- **TEXT FOR ANALYSIS**:
▬▬▬▬▬▬

Retired judge David Fais dies after hospital stay for breathing issues
David W. Fais, who served for 26 years on the Franklin County Common Pleas bench before an age-limit for judges forced his retirement in 2015, died Saturday morning.
Fais, 78, recently had been released from a Columbus hospital, where he was treated for breathing problems, said Ron Janes, a close friend who graduated from Ohio Northern University’s law school with the former judge.
“It’s a shock,” said Janes, who praised Fais for his compassion as a judge.
“He made everyone feel comfortable in his courtroom,” he said. “We don’t have enough people like him on the bench, and I don’t know that we ever will.”
Tim Jackson, who served as Fais’ bailiff for 25 years, said the judge developed into a “grandfatherly” figure on the bench. He “wanted to know everything he could about people, whether it was the attorneys or the defendant or the victim’s family.”
Fais, the son of a judge and a central Ohio native, presided over some of the county’s most high-profile cases.
The one he considered most memorable was that of Jerry Hessler, who went on a shooting rampage, killing a husband and wife and their 5-month-old daughter on the North Side and a 64-year-old man in Worthington on Nov. 19, 1995. The case attracted so much attention that the jury’s verdict in October 1996 was carried live on local TV.
Hessler was one of two defendants that Fais sentenced to death based on recommendations from juries.
“You don’t sleep the night before,” Fais told The Dispatch, reflecting about death-penalty sentencing at the time of his retirement. “I never second-guessed myself, but in this profession, you don’t have a higher responsibility than that.”
Another high-profile case was that of Matthew Cordle, whose video confession and apology for killing a man in a drunken-driving crash became a YouTube sensation in 2013 and attracted international attention.
“I sincerely believe his statements were genuine, that he regrets that night,” Fais later said of Cordle, whom he sentenced to 6 1/2 years in prison.
Fais grew up in Grandview and earned a bachelor’s degree at Otterbein College. After law school, he worked as an assistant Columbus city attorney and an assistant county prosecutor and in private practice before seeking a judgeship in 1988, running to complete an unexpired term. He won that race and was re-elected four times.
His father, the late G.W. Fais, was a Franklin County judge for 19 years, first in Municipal Court and then Common Pleas. The younger Fais kept a portrait of his father on his courtroom wall.
After retirement, he was hired as deputy director for investigations at the State Medical Board of Ohio and remained with the agency for five years.
Brian Simms, a longtime assistant Franklin County prosecutor, said Fais became a mentor to him during his years on the bench.
“There are certain personalities in Common Pleas Court that you gravitate to,” he said. “He was such an exceptional jurist. And you couldn’t find someone who was a better friend or someone who touched more lives, especially in the legal community. No one had a bigger impact on my legal career.”
Fais beat a 1993 throat-cancer diagnosis and spoke with a raspy voice from surgery that saved his life, but took his vocal cords.
“I didn’t know if I ever would return to this bench,” Fais told The Dispatch in 2015. “I put it in the hands of the man up above. It forever changed my life.”
Survivors include his wife of more than 56 years, Sandy, with whom he raised a son and daughter in the Grandview home they had shared for the past 47 years.
Funeral arrangements have not been announced.

▬▬▬▬▬▬

- **THE DATA**:
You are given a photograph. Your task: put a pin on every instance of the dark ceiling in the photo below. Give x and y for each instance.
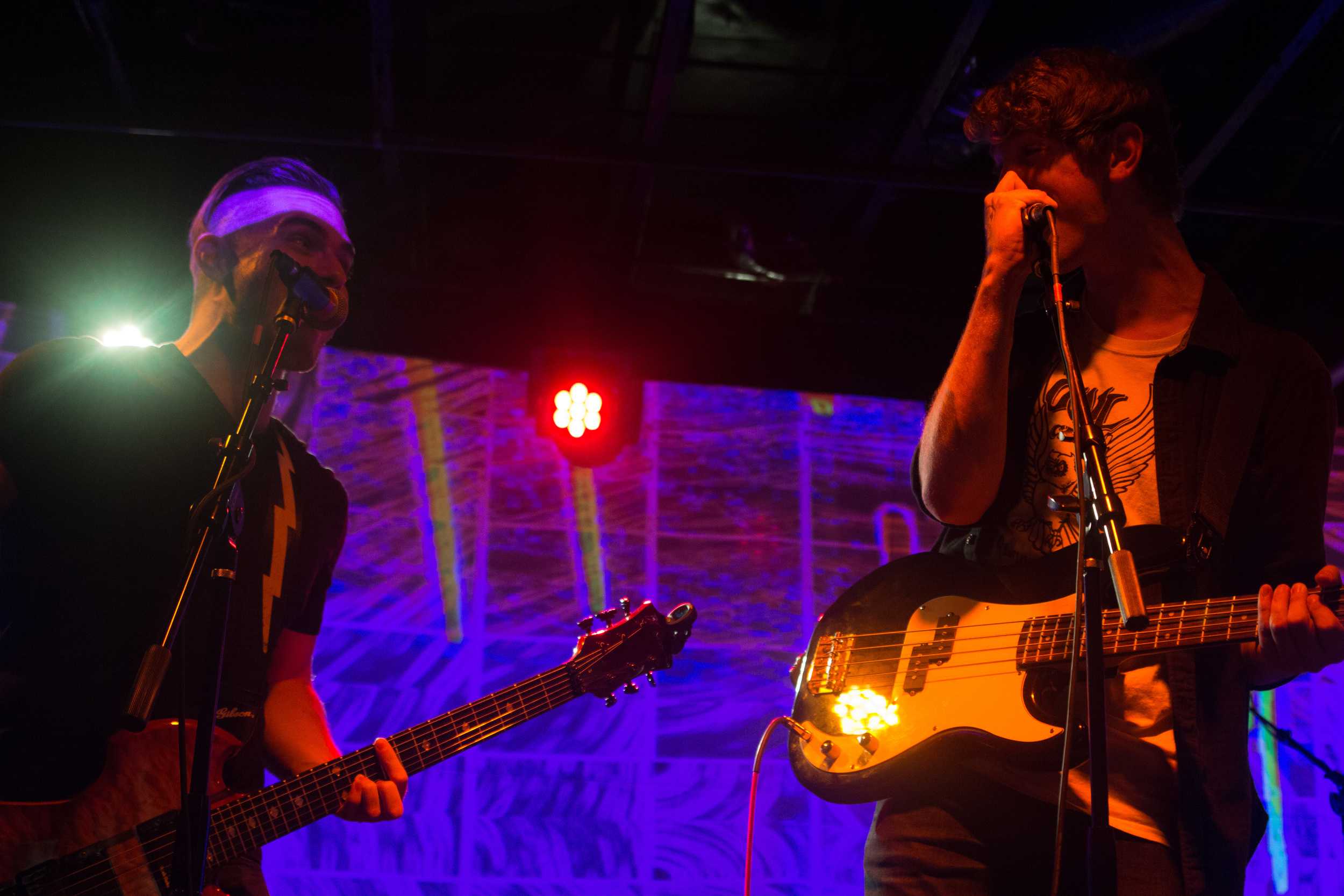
(768, 192)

▬▬▬▬▬▬

- **DIRECTIONS**:
- A) Name every person other than Fais whose own words are quoted in the Fais obituary.
- B) In the Fais obituary, turn the paragraph beginning "Fais grew up in Grandview" into a short bulleted list that keeps its main facts.
- C) From the Fais obituary, extract the stretch from "Survivors include his" through "past 47 years.".

- **TASK RESPONSES**:
- A)
- Ron Janes
- Tim Jackson
- Brian Simms

- B)
- Grew up in Grandview
- Earned a bachelor's degree at Otterbein College
- After law school, worked as an assistant Columbus city attorney, an assistant county prosecutor and in private practice
- Ran for a judgeship in 1988 to complete an unexpired term, won, and was re-elected four times

- C)
Survivors include his wife of more than 56 years, Sandy, with whom he raised a son and daughter in the Grandview home they had shared for the past 47 years.